Yetkililer İznik Gölü ve çevresinde kirlenmenin şu anki yoğunlukta devam etmesi durumunda önümüzdeki 10 yıl içinde gölün kullanılmaz hale geleceği söyledi. kirlilikten bazilikada çalışma yapamadıklarını ifade eden Uludağ Üniversitesi Arkeoloji Bölüm Başkanı Prof. Dr. Mustafa Şahin, göle ve gölü besleyen akarsulara pis su boşaltılmasının engellenmesi, tarım faaliyetleri kapsamında ilaç ve gübre kullanımının denetim altına alınması, ekosistem dahilinde biyolojik çeşitliliğin koruma altına alınması gerektiğine de dikkat çekti.

---

Görevler
- a) Kaynak metne göre şu soruları yanıtlayın:
(i) Yetkililere göre kirlilik bu yoğunlukta sürerse göl kaç yıl içinde kullanılmaz hale gelecek?
(ii) Mustafa Şahin hangi üniversitenin hangi bölümünün başkanı?
(iii) Mustafa Şahin kirlilik yüzünden nerede çalışma yapamadıklarını söylüyor?
- b) Lütfen kaynak metinde "Yetkililer İznik Gölü" ile "de dikkat çekti." arasındaki kısmı, bu ifadeler de dahil olmak üzere, "akarsulara" yerine "derelere" koyarak düzenleyin.

Gösterilen Bilgiler
---

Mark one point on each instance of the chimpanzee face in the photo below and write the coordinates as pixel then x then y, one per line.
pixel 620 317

---

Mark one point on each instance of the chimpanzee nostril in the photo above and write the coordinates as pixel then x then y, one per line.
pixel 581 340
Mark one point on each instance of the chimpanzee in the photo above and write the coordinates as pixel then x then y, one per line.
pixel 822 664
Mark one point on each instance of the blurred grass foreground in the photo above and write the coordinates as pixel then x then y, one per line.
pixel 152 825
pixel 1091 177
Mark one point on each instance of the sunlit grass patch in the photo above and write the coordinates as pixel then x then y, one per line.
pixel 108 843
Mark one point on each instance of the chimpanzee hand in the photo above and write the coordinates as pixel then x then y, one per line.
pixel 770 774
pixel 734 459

---

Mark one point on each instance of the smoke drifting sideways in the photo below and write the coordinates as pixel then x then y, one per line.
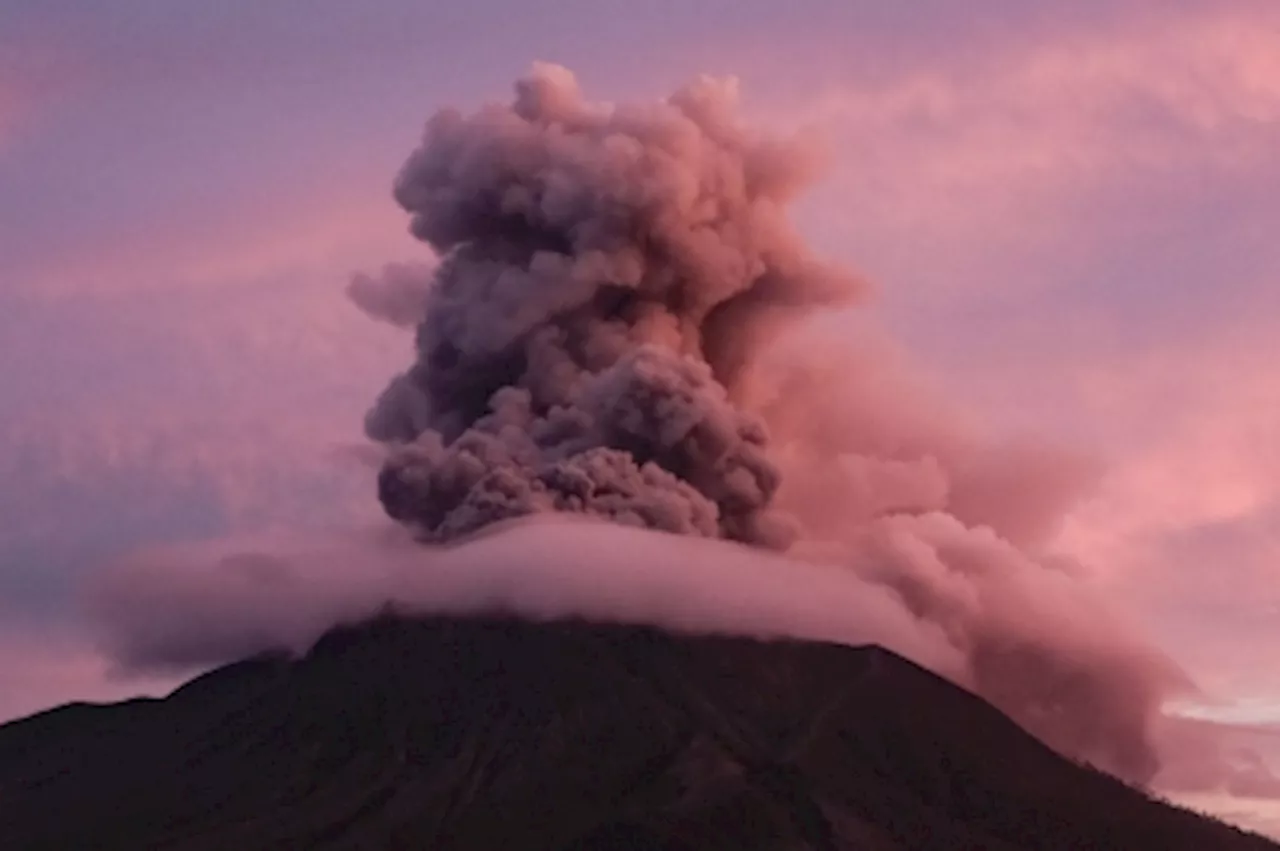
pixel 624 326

---

Çözülen Görevler
- a)
(i) Önümüzdeki 10 yıl içinde.
(ii) Uludağ Üniversitesi Arkeoloji Bölümünün.
(iii) Bazilikada.

- b)
Yetkililer İznik Gölü ve çevresinde kirlenmenin şu anki yoğunlukta devam etmesi durumunda önümüzdeki 10 yıl içinde gölün kullanılmaz hale geleceği söyledi. kirlilikten bazilikada çalışma yapamadıklarını ifade eden Uludağ Üniversitesi Arkeoloji Bölüm Başkanı Prof. Dr. Mustafa Şahin, göle ve gölü besleyen derelere pis su boşaltılmasının engellenmesi, tarım faaliyetleri kapsamında ilaç ve gübre kullanımının denetim altına alınması, ekosistem dahilinde biyolojik çeşitliliğin koruma altına alınması gerektiğine de dikkat çekti.